--- BEGIN ---

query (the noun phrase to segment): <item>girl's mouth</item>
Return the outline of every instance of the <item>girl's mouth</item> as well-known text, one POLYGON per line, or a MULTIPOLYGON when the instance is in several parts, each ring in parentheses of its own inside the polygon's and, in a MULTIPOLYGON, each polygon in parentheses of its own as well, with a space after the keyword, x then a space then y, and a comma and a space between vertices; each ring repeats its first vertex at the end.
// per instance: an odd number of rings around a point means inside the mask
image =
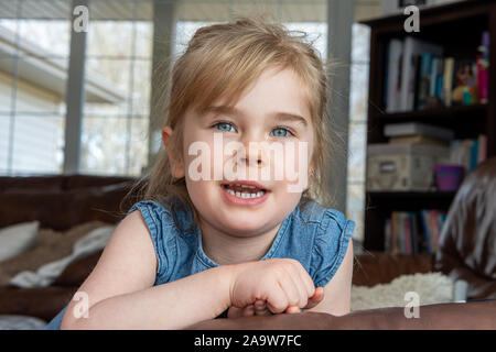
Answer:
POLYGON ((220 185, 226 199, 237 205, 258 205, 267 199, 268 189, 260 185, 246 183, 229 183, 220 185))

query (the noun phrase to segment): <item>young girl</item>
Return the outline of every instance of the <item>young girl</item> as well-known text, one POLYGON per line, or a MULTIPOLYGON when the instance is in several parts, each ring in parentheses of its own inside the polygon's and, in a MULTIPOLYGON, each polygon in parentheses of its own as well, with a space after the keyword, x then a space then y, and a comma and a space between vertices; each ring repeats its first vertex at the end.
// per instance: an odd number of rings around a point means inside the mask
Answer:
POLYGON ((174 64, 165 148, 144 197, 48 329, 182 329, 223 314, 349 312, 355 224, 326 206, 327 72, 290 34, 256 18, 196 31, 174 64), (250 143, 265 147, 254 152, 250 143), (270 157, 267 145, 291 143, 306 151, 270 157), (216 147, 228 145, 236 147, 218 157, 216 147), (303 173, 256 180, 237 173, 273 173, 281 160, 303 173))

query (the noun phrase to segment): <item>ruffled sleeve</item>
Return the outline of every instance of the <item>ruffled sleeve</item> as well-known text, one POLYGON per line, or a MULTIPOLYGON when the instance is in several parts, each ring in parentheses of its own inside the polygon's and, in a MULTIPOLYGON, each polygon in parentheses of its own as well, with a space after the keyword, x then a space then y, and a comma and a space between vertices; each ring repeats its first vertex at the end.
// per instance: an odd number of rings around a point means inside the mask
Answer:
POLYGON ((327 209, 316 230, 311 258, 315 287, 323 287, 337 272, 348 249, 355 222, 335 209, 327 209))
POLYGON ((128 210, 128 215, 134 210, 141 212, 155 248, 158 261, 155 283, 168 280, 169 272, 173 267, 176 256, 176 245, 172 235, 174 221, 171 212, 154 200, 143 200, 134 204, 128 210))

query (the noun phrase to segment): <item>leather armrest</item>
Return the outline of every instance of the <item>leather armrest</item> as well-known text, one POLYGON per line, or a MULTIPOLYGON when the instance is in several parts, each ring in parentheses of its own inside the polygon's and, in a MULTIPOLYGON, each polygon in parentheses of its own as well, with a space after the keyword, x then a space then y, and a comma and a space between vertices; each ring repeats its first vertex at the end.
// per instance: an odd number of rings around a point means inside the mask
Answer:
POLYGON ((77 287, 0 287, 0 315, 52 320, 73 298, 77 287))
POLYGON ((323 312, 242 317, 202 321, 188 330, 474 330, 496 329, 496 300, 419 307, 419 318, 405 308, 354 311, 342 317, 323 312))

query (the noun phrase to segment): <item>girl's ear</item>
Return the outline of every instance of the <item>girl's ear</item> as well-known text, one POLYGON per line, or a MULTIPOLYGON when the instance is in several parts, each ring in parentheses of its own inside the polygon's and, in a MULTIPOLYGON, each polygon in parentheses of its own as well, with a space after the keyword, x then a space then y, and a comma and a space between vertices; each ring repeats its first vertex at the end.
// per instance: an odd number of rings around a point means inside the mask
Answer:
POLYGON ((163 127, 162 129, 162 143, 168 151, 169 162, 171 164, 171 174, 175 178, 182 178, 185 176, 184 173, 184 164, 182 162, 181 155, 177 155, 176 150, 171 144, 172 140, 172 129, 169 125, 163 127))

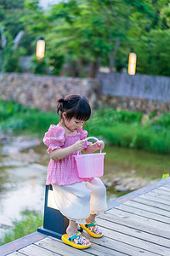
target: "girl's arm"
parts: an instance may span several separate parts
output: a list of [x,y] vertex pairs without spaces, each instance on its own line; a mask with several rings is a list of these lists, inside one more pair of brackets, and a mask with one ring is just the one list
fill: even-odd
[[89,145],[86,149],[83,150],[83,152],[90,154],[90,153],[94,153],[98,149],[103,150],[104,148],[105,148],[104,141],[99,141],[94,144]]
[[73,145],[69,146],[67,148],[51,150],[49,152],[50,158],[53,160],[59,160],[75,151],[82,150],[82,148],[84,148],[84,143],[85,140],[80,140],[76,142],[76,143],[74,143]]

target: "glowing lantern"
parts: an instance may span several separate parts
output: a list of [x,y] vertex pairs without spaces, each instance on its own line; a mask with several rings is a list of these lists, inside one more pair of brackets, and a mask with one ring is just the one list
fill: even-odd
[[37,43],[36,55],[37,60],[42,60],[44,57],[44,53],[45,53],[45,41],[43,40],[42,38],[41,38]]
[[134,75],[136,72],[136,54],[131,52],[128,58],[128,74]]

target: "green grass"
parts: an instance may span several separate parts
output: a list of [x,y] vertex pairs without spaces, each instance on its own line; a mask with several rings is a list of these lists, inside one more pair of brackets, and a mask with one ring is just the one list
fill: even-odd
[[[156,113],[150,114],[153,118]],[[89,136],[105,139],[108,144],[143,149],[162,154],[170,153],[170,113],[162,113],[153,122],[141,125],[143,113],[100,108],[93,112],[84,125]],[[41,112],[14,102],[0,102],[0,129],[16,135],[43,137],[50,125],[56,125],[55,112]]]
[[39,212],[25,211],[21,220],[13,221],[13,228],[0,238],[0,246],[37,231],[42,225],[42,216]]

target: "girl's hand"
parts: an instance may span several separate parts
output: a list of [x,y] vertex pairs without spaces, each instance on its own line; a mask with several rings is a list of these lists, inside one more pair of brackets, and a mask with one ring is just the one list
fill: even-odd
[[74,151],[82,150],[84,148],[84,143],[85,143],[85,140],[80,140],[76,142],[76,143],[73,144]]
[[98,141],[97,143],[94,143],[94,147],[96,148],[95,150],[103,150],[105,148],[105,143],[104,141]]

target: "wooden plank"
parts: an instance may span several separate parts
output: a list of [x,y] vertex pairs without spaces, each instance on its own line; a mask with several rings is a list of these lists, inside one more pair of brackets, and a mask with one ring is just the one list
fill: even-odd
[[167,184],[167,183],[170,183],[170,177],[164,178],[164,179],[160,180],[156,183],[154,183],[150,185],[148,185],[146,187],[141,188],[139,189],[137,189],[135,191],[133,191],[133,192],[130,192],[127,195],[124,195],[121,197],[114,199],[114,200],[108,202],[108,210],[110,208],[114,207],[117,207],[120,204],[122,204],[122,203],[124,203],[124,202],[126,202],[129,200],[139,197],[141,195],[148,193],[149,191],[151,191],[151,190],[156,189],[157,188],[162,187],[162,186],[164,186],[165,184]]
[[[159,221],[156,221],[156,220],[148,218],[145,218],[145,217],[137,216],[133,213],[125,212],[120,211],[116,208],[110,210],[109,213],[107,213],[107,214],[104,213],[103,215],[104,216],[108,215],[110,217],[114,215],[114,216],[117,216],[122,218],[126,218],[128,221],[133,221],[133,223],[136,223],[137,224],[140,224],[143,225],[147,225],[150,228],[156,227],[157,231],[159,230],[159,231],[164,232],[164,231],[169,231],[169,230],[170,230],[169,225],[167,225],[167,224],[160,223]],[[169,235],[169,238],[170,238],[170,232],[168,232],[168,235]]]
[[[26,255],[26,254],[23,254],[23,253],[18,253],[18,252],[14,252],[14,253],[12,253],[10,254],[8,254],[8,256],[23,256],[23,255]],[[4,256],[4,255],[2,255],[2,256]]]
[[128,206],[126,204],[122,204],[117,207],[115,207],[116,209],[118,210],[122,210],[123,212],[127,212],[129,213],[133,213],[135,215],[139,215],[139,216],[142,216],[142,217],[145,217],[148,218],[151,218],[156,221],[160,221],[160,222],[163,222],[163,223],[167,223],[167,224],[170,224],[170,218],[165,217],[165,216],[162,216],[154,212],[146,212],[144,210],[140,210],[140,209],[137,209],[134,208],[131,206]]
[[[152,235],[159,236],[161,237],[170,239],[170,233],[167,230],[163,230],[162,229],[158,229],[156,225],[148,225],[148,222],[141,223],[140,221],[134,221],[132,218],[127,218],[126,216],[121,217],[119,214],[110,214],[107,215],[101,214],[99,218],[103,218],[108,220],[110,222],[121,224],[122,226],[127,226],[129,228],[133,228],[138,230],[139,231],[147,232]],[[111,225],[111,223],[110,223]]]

--- END ---

=== PROBLEM REQUIREMENTS ===
Give as a JSON list of strings, one string per line with blank lines omitted, the lines of the listing beginning with the line that contains "query (the noun phrase to segment): <item>leather" and continuing through the line that contains "Return the outline of every instance of the <item>leather".

=== RIGHT ANSWER ===
[
  "query (the noun phrase to segment): <item>leather armrest</item>",
  "Return the outline of every instance of the <item>leather armrest</item> as well-known text, one POLYGON per line, or a MULTIPOLYGON when the instance is in several parts, each ring in parentheses of its own inside the polygon's and, in a MULTIPOLYGON, each polygon in parentheses of its own as well, with a space after the keyword, x then a space then y, and a comma and a space between vertices; each ring repeats its first vertex at the end."
]